- _Material to process_:

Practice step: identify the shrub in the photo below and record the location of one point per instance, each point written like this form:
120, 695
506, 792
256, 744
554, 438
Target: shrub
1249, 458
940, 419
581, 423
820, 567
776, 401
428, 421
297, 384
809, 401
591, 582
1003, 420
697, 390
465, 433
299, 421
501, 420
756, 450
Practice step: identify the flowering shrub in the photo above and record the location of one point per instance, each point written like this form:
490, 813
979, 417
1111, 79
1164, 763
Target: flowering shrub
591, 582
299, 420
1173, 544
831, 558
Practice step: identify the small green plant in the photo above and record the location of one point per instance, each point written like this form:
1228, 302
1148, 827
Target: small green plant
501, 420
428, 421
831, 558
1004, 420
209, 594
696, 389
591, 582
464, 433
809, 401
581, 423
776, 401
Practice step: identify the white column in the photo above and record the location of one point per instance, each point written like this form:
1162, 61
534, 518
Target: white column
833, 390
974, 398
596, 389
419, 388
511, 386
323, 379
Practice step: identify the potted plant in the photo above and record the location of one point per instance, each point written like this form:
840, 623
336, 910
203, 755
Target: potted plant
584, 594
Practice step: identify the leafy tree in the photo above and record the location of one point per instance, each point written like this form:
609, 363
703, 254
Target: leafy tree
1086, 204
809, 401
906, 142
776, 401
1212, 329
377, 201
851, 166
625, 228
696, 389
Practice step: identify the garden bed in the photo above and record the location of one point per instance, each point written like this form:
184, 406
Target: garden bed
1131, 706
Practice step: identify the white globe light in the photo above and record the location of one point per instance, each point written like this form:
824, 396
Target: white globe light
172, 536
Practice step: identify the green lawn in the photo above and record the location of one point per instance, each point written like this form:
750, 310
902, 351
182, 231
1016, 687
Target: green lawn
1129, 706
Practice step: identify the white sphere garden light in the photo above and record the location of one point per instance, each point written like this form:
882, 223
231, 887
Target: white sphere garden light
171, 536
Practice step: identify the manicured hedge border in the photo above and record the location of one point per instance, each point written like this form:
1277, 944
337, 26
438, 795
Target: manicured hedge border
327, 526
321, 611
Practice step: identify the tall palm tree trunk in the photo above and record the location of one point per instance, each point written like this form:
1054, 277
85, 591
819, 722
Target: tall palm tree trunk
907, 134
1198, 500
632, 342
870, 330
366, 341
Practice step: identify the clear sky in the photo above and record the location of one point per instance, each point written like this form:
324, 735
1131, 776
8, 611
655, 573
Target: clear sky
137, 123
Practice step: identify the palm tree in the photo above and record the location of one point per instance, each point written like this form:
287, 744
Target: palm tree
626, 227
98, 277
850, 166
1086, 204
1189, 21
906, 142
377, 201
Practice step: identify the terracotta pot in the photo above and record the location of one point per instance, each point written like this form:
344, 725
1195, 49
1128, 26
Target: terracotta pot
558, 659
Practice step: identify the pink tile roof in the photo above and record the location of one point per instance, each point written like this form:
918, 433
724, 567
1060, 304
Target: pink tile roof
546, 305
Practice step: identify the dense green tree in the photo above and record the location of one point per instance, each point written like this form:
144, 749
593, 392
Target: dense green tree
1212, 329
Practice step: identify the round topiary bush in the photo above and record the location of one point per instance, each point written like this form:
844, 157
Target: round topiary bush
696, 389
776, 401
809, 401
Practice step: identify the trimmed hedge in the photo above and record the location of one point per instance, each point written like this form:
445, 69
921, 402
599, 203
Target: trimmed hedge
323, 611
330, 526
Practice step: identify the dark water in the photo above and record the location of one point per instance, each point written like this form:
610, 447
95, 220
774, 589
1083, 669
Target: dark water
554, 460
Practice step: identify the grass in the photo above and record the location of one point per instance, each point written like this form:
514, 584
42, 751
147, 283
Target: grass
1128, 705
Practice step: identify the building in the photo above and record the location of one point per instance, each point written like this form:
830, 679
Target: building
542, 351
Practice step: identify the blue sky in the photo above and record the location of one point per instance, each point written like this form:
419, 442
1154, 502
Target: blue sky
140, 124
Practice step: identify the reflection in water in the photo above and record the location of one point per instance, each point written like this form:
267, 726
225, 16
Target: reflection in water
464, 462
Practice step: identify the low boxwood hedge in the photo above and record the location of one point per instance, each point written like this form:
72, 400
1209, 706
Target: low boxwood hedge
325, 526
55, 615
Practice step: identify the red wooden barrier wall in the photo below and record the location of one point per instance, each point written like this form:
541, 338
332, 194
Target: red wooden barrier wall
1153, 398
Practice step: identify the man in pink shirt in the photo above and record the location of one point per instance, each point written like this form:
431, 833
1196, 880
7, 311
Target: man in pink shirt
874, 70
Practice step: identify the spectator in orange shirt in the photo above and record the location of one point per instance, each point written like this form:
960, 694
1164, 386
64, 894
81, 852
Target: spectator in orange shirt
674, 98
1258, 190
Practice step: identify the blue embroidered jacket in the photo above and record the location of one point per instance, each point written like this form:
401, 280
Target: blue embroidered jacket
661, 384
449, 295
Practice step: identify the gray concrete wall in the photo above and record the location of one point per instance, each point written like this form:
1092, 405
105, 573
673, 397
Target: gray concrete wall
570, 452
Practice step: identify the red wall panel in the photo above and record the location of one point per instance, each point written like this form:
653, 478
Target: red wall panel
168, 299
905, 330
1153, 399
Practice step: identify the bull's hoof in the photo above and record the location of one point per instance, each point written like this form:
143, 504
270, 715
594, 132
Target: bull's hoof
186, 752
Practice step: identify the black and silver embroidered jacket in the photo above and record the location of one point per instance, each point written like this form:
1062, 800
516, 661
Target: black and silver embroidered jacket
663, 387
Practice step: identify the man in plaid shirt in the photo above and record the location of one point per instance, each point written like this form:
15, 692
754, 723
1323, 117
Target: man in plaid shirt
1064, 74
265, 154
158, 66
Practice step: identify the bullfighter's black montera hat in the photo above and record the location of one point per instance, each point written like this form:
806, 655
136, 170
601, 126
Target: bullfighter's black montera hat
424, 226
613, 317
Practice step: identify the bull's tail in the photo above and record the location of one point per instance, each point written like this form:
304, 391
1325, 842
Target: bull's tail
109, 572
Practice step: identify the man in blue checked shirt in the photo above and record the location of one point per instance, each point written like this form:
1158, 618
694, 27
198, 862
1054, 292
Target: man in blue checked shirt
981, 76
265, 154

- _Set task_: Everything in the listing above should be restated exactly.

- _Exercise answer_:
Practice step: identify the shrub in the photo below and record the location of one point per instance, each point written like this form:
120, 695
506, 792
256, 744
554, 438
Target: shrub
1249, 458
940, 419
581, 423
820, 567
776, 401
428, 421
297, 384
809, 401
591, 582
1003, 420
697, 390
465, 433
299, 421
501, 420
756, 450
Practice step: identify the flowering shrub in the photo above and record the location of one point per instance, each point written like this form:
490, 813
979, 417
1111, 79
1164, 763
Target: flowering shrub
591, 582
299, 420
1173, 544
831, 558
Practice step: identify the small green plant in the photo above and record the location of one point per instance, each point written like this form:
1228, 302
1148, 827
Target: small green plant
501, 420
428, 421
831, 558
1004, 420
209, 594
696, 389
591, 582
464, 433
809, 401
581, 423
776, 401
Practice step: identify the white column in the photo above and record the location of one point per instance, each point written like this form:
1162, 61
534, 518
Target: white column
833, 390
974, 398
596, 389
419, 388
511, 386
323, 379
Practice step: identify the potted plant in the photo above and record the location of one point per instance, each point written like this form:
840, 623
336, 910
203, 755
Target: potted plant
584, 594
Practice step: identify the leafy tree in the photo above and record the location of one point per instance, each point written like this form:
609, 363
703, 254
Target: leafy tree
1086, 204
809, 401
906, 142
776, 401
1212, 329
377, 201
851, 166
625, 228
696, 389
Practice step: identify the garden bed in the photo above and record the location of one point per instance, each point written like this form:
184, 406
Target: garden bed
1131, 706
Practice step: identify the white globe light in the photo above and record the location of one point per instance, each point written like this form:
824, 396
Target: white globe light
172, 536
Practice step: identify the green lawn in the photo above and record the location of one point per instance, each point written like this form:
750, 310
902, 351
182, 231
1016, 687
Target: green lawn
1129, 706
Practice step: identify the white sphere garden light in the photo above and record the location of one point per instance, each point written like this form:
882, 223
231, 887
Target: white sphere garden light
171, 536
Practice step: identify the manicured hedge border in the photo above and record the location of one point per instance, each point written like this form:
1277, 944
337, 26
438, 795
Target: manicured hedge border
327, 526
321, 611
Practice step: identify the tall palm tree trunk in the photo above and record the location of one point per instance, each point written like this form:
1054, 277
85, 591
819, 722
Target: tall palm tree trunk
907, 134
1198, 500
632, 342
870, 330
366, 341
Practice step: identify the clear sky in the photo above and record the location of one point per instance, each point written like this form:
324, 735
1131, 776
8, 611
655, 573
Target: clear sky
137, 123
Practice step: identify the palm tree in the photo above and record the location of one point per instance, each point written like this form:
287, 744
Target: palm tree
626, 227
98, 277
850, 166
1086, 204
1189, 21
906, 142
377, 201
Practice step: identify the terracotta pot in the photo above and record the location of one point per instance, each point written like this form:
344, 725
1195, 49
1128, 26
Target: terracotta pot
558, 659
Practice step: identify the pink tile roof in the photo above and record the location of one point per instance, each point written like this form:
918, 433
724, 567
1060, 304
Target: pink tile roof
546, 305
Practice step: identify the dense green tree in the photo above and record the location of one point per instance, each point written like this form:
144, 749
593, 392
Target: dense green tree
1212, 329
Practice step: identify the round topiary bush in the photo above and record the location of one point per instance, each point written like this form:
844, 157
Target: round topiary bush
696, 389
776, 401
809, 401
Practice step: identify the trimmed hedge in the photo above and record the location of one point per instance, each point written like this form:
445, 69
921, 402
599, 203
Target: trimmed hedge
323, 611
330, 526
Practice step: identify the dark water in the photo above and record the location of one point per instance, each point written like this form:
610, 447
95, 220
774, 589
1083, 669
Target: dark water
554, 460
Practice step: identify the grass in the photo above and record the location of one point per instance, each point written like this form:
514, 584
42, 751
147, 283
Target: grass
1128, 705
Practice step: identify the building in the photo above and record the location of one point per instance, each point written like this form:
830, 679
Target: building
542, 351
Practice step: identify the blue sky in the photo above and record the location of one point per instance, each point written like this form:
419, 442
1154, 502
Target: blue sky
140, 124
Practice step: identify the reflection in water in the photo above and record the location of one point per instance, each point written like this form:
267, 726
225, 16
Target: reflection in water
464, 462
Practice step: identify the low boxwood hedge in the photo above and record the location of one point per instance, each point written like this form:
72, 400
1209, 706
Target: low boxwood hedge
325, 526
55, 615
Practice step: identify the red wooden barrier wall in the photo below and record the location of one point per instance, each point written like this form:
541, 338
332, 194
Target: red wooden barrier wall
1153, 398
Practice step: identify the man in pink shirt in the photo above and record the location of one point per instance, each point written like this form:
431, 833
1196, 880
7, 311
Target: man in pink shirt
874, 70
Practice step: identify the spectator in orange shirt in the photo above and record the location of one point per instance, each point written like this form:
960, 694
1164, 386
64, 894
81, 852
Target: spectator in orange shirt
674, 98
1258, 190
Practice step: identify the blue embroidered jacket in the photo above and record the location of one point per instance, each point written like this form:
401, 280
Target: blue embroidered jacket
661, 384
449, 295
Practice step: identify the gray concrete wall in the photo above and record the location of one point per instance, each point written like this form:
1092, 405
105, 573
673, 397
Target: gray concrete wall
570, 452
Practice step: identify the red wall panel in the photo above and record the location of one point per instance, each point written like this form:
653, 478
Target: red wall panel
168, 299
905, 330
1153, 399
Practice step: identify the bull's hoof in the photo above and record the location of one point per instance, each point written like this form:
143, 504
270, 715
594, 132
Target: bull's hoof
186, 752
Practice step: identify the black and silver embroidered jacket in the photo above and record the location of one point per instance, each point written like this form:
1062, 800
516, 661
Target: black and silver embroidered jacket
663, 387
Practice step: identify the man in plaid shirt in the photo above and record the location of one point per instance, each point written like this form:
15, 692
754, 723
1323, 117
Target: man in plaid shirt
1064, 74
265, 154
158, 66
Practice step: identify the bullfighter's black montera hat in the photo above and record the location of one point per instance, each point written like this form:
806, 655
136, 170
601, 126
Target: bullfighter's black montera hat
424, 226
613, 317
Practice step: identify the bull's tail in the photo above and record the location of one point per instance, each point written like this form:
304, 391
1325, 842
Target: bull's tail
109, 572
Practice step: identify the man in blue checked shirt in the photo above and record the location of one point per instance, each point written like this form:
1158, 618
694, 27
198, 862
1054, 292
Target: man in blue checked shirt
981, 76
265, 154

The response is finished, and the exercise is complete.